Поставленная задача 1: Судя по отрывку о постановке опер Глюка, в каком году «Китаянки» впервые прозвучали в Петербурге?
Поставленная задача 2: Назовите всех людей, чьи фамилии встречаются в отрывке о постановке опер Глюка.
Поставленная задача 3: Продолжите отрывок о постановке опер Глюка, начав сразу после его последнего предложения.

Уроки французского и итальянского от Глюка

Евгений Цодоков
Основатель проекта

Премьера двух опер Глюка в музыкальном театре имени Станиславского и Немировича-Данченко ожидалась с повышенным интересом. Глюк – редкая птица в нашей российской сценической практике, тем более дореформенный. А вообще, барочная эпоха все еще терра инкогнита для нас. Причин тому много, но не будем о грустном…

К 300-летию великого реформатора, отмечающегося в нынешнем году, театр решил поставить два кунстштюка композитора, оба в комическом жанре, но, в то же время, очень разные – простодушную французскую оперу-буффа «Исправившийся пьяница» и изящную итальянскую серенаду «Китаянки».

Первая до сих пор не шла в нашей стране, а российской премьере «Китаянок» — более 250 лет. Она прозвучала в Петербурге еще в 1761 году, правда с тех пор в сценическом варианте не появлялась.

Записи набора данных
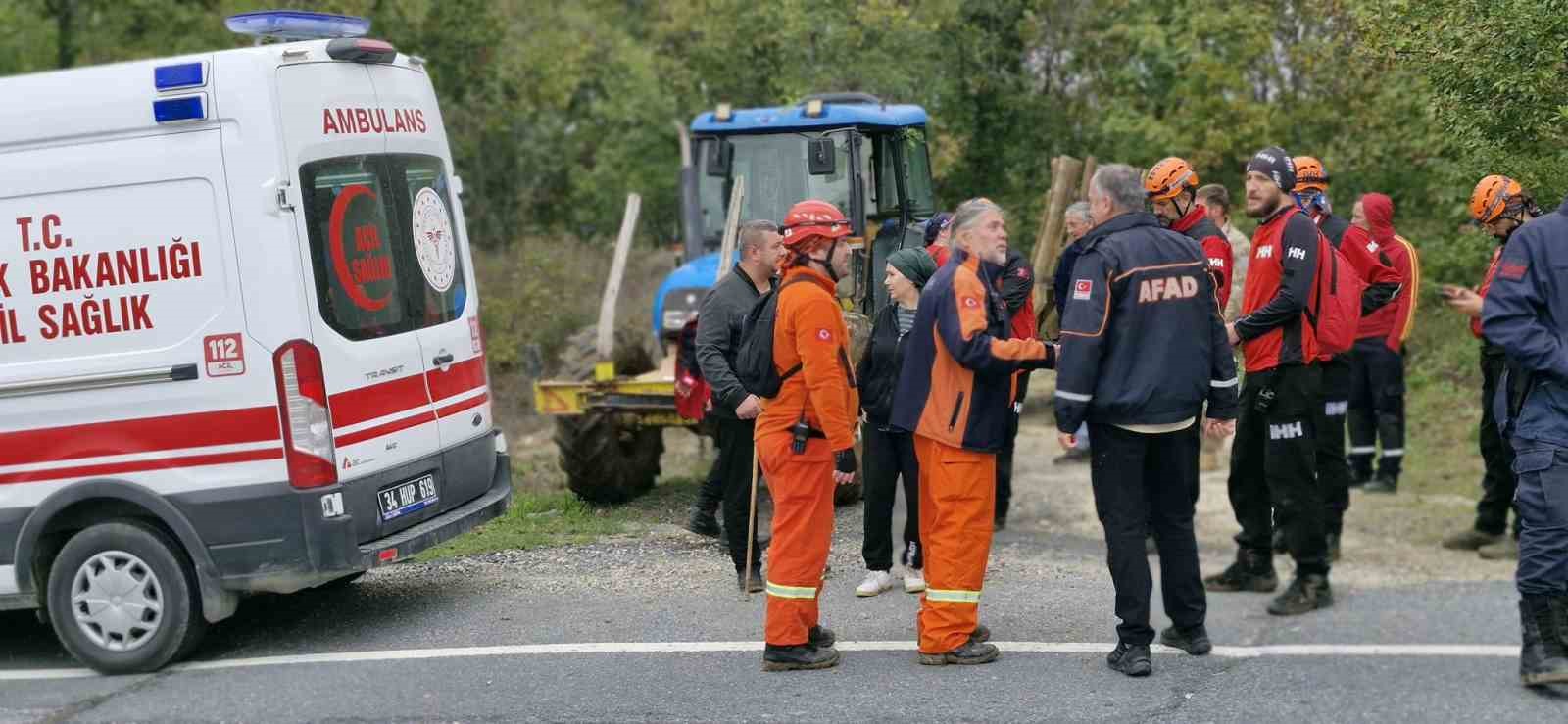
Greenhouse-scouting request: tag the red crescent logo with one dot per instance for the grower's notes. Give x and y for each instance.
(355, 292)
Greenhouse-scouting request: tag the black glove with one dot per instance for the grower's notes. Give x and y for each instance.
(844, 461)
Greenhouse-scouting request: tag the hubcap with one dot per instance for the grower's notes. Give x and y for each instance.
(118, 601)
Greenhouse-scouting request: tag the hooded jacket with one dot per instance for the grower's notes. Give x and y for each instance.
(1393, 321)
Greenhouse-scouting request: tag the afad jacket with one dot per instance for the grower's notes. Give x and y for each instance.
(809, 331)
(1142, 337)
(956, 379)
(1395, 321)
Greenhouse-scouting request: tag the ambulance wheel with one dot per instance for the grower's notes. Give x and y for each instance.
(122, 598)
(606, 459)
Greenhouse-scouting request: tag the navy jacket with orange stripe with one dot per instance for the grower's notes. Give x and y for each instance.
(1142, 337)
(956, 379)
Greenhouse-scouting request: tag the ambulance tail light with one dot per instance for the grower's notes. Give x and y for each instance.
(308, 426)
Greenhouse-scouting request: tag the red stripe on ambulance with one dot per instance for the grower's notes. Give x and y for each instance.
(146, 434)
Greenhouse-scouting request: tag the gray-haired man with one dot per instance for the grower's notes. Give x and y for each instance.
(734, 410)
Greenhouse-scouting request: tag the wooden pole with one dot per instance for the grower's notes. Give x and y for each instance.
(612, 290)
(731, 226)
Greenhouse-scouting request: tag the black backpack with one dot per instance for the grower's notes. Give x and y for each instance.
(755, 358)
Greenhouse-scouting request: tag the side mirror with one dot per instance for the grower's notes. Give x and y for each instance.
(720, 154)
(820, 157)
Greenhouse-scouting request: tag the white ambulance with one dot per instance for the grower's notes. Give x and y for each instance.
(239, 334)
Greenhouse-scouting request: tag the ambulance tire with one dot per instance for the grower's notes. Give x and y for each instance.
(606, 459)
(159, 566)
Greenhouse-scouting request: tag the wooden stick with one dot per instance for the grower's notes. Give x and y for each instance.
(623, 245)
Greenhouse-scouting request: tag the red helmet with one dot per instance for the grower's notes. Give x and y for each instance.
(812, 219)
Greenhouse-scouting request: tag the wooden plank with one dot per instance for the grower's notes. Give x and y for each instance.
(623, 245)
(731, 226)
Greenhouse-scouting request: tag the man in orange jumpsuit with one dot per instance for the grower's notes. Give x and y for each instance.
(954, 394)
(807, 433)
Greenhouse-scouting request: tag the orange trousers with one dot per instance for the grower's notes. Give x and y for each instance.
(956, 512)
(802, 486)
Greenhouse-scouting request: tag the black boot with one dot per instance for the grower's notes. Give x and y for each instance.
(972, 652)
(800, 657)
(1250, 572)
(1306, 593)
(1192, 640)
(1542, 658)
(820, 637)
(1131, 660)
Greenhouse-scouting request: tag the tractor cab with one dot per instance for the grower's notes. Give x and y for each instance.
(851, 149)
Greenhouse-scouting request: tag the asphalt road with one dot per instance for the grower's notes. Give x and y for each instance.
(466, 642)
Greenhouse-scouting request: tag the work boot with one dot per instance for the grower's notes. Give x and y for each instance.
(1470, 540)
(804, 657)
(1542, 658)
(1384, 485)
(820, 637)
(1502, 551)
(1306, 593)
(1192, 640)
(972, 652)
(705, 524)
(1250, 572)
(1131, 658)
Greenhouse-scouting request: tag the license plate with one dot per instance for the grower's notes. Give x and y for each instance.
(408, 497)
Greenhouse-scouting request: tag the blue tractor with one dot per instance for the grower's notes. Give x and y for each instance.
(852, 149)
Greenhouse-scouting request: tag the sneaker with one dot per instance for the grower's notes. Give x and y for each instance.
(972, 652)
(1502, 551)
(1194, 642)
(705, 524)
(1244, 575)
(875, 582)
(1306, 593)
(1382, 485)
(1131, 660)
(804, 657)
(1468, 540)
(822, 637)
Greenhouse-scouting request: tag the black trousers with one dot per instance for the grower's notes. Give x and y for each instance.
(1147, 483)
(1333, 470)
(1377, 408)
(1274, 464)
(1497, 483)
(890, 457)
(733, 470)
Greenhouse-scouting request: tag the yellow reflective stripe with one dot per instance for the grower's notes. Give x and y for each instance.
(792, 591)
(953, 596)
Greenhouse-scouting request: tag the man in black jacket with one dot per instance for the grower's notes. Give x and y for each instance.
(734, 408)
(1144, 348)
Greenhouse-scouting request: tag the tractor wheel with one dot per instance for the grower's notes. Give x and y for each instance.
(604, 459)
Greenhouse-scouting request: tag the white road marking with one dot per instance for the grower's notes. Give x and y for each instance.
(1463, 651)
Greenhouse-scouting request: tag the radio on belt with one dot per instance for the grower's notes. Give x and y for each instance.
(261, 348)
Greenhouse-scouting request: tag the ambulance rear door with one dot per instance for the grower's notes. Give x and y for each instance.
(451, 337)
(366, 293)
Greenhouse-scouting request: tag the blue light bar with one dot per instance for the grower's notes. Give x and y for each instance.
(180, 75)
(180, 109)
(297, 25)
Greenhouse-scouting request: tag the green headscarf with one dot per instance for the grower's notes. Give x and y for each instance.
(916, 265)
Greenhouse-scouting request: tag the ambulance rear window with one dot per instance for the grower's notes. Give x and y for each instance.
(383, 243)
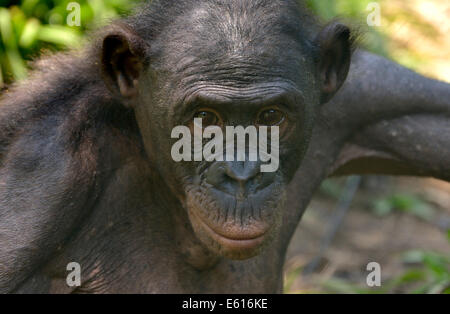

Ответ на задание 1: В 1761 году.

Ответ на задание 2: Глюк, Евгений Цодоков, Станиславский, Немирович-Данченко.

Ответ на задание 3:
Французский фарс

Соблазн перевести фарсовый сюжет «Пьяницы» на русский язык, дабы приблизить его якобы устаревший и неактуальный текст к современному зрителю, был велик и им постановщики не преминули воспользоваться, благоразумно ограничившись диалогами и оставив в неприкосновенности музыкальные номера. Впрочем, кто сделал перевод так и осталось неизвестным – сие в программке не указано. Как говорится хвалить или ругать некого, но текст получился грубоватым с кондовым телевизионным юмором, рассчитанным на гогот в зале, что не замедлило проявиться на премьерном показе.

Что же из себя представляет сюжет оперы?

Пьяница-муж Матюрен изрядно надоел домочадцам своим беспутством. Он бездельничает, поколачивает жену Матюрину, вмешивается в личную жизнь племянницы Колетты, не разрешая ей соединиться с возлюбленным Клеоном. У него свои планы – выдать ее замуж за собутыльника Луку. Чаша терпения переполнена – и вот уже молодые замышляют проучить Матюрена.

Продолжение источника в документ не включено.